• [Brano del documento]
31 luglio 2025
Aggiornato 01:30
Crisi libica

La Mediazione di Sant'Egidio porta il leader dei ribelli Jalil a Roma

Il canale dei migranti, i contatti con l'opposizione all'estero

ROMA - Alla mediazione umanitaria e diplomatica non è nuova e anche nel caso della crisi libica la comunità di Sant'Egidio ha svolto un ruolo centrale, ancorché molto discreto, emerso solo oggi in modo evidente. Quando, scortato da auto blindate e uomini di scorta cha hanno paralizzato la piazza trasteverina dove si trova il suo quartier generale, è arrivato il presidente del Consiglio nazionale transitorio di Bengasi, Mustafa Abdul Jalil.

Jalil è a Roma per una giornata di contatti ai massimi livelli. In mattinata è stato ricevuto dal presidente della Repubblica Giorgio Napolitano e dal ministro degli Esteri Franco Frattini, nel pomeriggio si è trasferito a Palazzo Chigi per un faccia-a-faccia con il presidente del Consiglio Silvio Berlusconi. Nel frattempo ha incontrato esponenti di Enel, Finemccanica, UniCredit. Ma, per pranzo, Jalil è stato ospite della comunità fondata negli anni del '68 da Andrea Riccardi per aiutare i poveri delle baracche della periferia romana. Un evento che ricorda, per analogia, la visita di Bush a Roma di alcuni anni fa: incontrò massime cariche dello Stato, ambasciatori, il Papa e, appunto, la comunità di Sant'Egidio.

«Siamo venuti qui per lanciare al mondo il messaggio che operiamo per la pace e che l'islam non è una religione terroristica», ha spiegato Jalil ai giornalisti ammessi a conclusione dell'incontro. C'è anche l'ex ambasciatore della Libia alle Nazioni Unite, Abdurrahman Mohammed Shalgam. «Il profeta Mohamed ci invita ad astenerci dall'aggredire gli altri o ad appropriarci dei loro beni», ha detto il leader dell'opposizione libica senza citare esplicitamente Gheddafi, «siamo consapevoli del ruolo della comunità di Sant'Egidio presso la opinione pubblica italiana». Nella breve conferenza stampa Jalil ha sostenuto che Gheddafi va mandato via con la forza e ha invitato l'Italia ad aumentare la «pressione militare» su di lui, ma quando risponde alla domanda su Sant'Egidio parla di dialogo tra fedi: «Vogliamo dire che l'islam invita alla pace, alla sicurezza di tutti e al riconoscimento delle altre religioni».

Nel cortile dell'ex monastero che ospita la comunità, a pochi metri dalla sala dove è stato firmato l'accordo di pace in Mozambico del 1992, gli esponenti della comunità lo ascoltano in silenzio. Il fondatore Riccardi non c'è, è all'estero. Arriva il presidente Marco Impagliazzo, che saluta Jalil e spiega ai giornalisti: «Sant'Egidio porta avanti la pace e il dialogo interreligioso può essere uno strumento utile a questo fine. La situazione in Libia ci preoccupa e abbiamo discusso della emergenza umanitaria». Nessun timore di essere strumentalizzati a fini poco pacifici? «Non ci siamo posti il problema», sorride Impagliazzo.

• [Dati forniti]
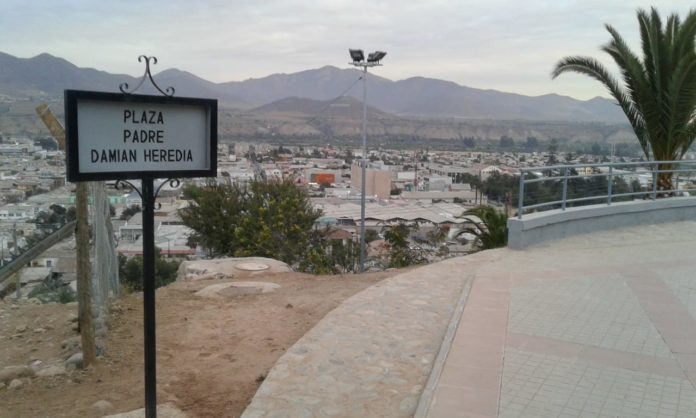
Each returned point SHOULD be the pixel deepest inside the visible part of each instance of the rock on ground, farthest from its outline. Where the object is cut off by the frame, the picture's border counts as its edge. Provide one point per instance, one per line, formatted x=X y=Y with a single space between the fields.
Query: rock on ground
x=10 y=373
x=166 y=410
x=228 y=268
x=221 y=290
x=15 y=384
x=103 y=406
x=74 y=361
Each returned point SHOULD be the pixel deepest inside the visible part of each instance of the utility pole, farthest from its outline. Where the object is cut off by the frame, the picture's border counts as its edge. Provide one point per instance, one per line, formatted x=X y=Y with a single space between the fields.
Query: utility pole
x=373 y=60
x=19 y=280
x=84 y=280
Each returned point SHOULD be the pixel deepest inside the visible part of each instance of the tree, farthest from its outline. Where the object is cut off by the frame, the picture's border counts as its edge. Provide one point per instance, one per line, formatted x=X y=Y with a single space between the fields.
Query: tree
x=506 y=142
x=400 y=253
x=531 y=143
x=490 y=228
x=131 y=271
x=271 y=218
x=658 y=95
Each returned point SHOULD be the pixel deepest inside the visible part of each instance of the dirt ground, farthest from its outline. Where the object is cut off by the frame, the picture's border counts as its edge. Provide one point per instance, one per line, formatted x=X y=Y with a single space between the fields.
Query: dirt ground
x=212 y=354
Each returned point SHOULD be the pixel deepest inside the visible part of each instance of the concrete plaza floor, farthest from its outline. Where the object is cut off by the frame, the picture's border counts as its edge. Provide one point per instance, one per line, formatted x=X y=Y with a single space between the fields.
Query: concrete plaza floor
x=596 y=325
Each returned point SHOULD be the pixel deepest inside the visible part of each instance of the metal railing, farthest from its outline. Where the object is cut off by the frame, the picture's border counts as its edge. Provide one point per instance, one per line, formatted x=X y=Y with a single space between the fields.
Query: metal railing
x=563 y=186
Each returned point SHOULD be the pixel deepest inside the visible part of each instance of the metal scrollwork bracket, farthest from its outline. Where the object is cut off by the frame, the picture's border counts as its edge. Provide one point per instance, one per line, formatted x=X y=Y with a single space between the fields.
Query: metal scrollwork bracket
x=120 y=185
x=169 y=91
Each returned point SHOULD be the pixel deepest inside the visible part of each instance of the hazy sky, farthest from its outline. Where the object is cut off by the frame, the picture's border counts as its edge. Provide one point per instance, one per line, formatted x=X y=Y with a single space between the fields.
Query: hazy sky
x=505 y=45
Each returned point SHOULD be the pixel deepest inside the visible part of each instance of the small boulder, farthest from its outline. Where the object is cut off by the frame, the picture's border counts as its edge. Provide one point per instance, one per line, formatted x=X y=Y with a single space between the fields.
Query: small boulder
x=15 y=384
x=75 y=361
x=10 y=373
x=103 y=406
x=50 y=371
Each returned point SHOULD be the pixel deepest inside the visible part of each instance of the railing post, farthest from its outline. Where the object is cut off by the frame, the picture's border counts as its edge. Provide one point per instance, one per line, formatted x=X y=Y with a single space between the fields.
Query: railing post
x=520 y=198
x=654 y=193
x=565 y=189
x=610 y=181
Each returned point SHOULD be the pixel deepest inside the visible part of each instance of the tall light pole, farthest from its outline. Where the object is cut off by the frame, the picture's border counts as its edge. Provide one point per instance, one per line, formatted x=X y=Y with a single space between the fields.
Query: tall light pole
x=373 y=60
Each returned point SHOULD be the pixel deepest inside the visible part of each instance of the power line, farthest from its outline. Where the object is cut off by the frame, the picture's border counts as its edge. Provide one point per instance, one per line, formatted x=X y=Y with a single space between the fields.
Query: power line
x=323 y=109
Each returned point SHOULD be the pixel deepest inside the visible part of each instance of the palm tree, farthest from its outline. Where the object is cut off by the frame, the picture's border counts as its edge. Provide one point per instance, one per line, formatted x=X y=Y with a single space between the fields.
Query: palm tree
x=658 y=94
x=490 y=228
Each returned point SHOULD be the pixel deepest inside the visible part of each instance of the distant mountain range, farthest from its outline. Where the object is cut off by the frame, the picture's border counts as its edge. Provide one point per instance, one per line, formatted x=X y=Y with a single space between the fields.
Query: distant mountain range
x=46 y=76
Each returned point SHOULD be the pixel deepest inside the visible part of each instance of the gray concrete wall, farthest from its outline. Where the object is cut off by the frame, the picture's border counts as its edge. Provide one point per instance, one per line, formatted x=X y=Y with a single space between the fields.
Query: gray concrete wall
x=540 y=227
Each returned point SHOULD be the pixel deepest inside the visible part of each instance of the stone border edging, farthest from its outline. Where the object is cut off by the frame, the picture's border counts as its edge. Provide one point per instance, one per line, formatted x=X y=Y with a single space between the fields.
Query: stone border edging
x=426 y=397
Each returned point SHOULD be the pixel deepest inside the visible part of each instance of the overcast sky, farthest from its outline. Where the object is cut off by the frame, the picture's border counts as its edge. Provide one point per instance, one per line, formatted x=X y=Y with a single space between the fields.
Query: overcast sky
x=505 y=45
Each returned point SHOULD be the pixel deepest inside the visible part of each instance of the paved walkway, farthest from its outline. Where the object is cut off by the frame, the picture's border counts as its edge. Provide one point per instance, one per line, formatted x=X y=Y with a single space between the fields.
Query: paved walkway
x=600 y=325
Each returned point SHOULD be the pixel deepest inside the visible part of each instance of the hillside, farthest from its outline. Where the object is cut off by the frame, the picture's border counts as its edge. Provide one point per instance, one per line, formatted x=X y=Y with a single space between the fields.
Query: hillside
x=47 y=76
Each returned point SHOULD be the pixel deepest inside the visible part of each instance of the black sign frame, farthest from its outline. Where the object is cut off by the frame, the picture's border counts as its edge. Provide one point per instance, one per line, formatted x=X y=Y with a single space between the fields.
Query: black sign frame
x=72 y=97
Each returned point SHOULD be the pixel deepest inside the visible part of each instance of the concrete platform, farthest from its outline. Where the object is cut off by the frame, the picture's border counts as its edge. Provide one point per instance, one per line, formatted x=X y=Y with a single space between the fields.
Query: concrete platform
x=596 y=325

• [Compiti richiesti]
1. Trascrivi dall'articolo sulla visita di Jalil a Roma il passo che comincia con «Jalil è a Roma» e prosegue fino a «comunità di Sant'Egidio.».
2. Rispondi alle domande sull'articolo sulla visita di Jalil a Roma.
(a) Da chi è stato ricevuto Jalil in mattinata?
(b) Dove si trova il fondatore Riccardi durante la visita?
(c) Quale accordo è stato firmato nella sala a pochi metri dal cortile?

• [Risposte ai compiti]
1.
Jalil è a Roma per una giornata di contatti ai massimi livelli. In mattinata è stato ricevuto dal presidente della Repubblica Giorgio Napolitano e dal ministro degli Esteri Franco Frattini, nel pomeriggio si è trasferito a Palazzo Chigi per un faccia-a-faccia con il presidente del Consiglio Silvio Berlusconi. Nel frattempo ha incontrato esponenti di Enel, Finemccanica, UniCredit. Ma, per pranzo, Jalil è stato ospite della comunità fondata negli anni del '68 da Andrea Riccardi per aiutare i poveri delle baracche della periferia romana. Un evento che ricorda, per analogia, la visita di Bush a Roma di alcuni anni fa: incontrò massime cariche dello Stato, ambasciatori, il Papa e, appunto, la comunità di Sant'Egidio.

2.
(a) Dal presidente della Repubblica Giorgio Napolitano e dal ministro degli Esteri Franco Frattini.
(b) È all'estero.
(c) L'accordo di pace in Mozambico del 1992.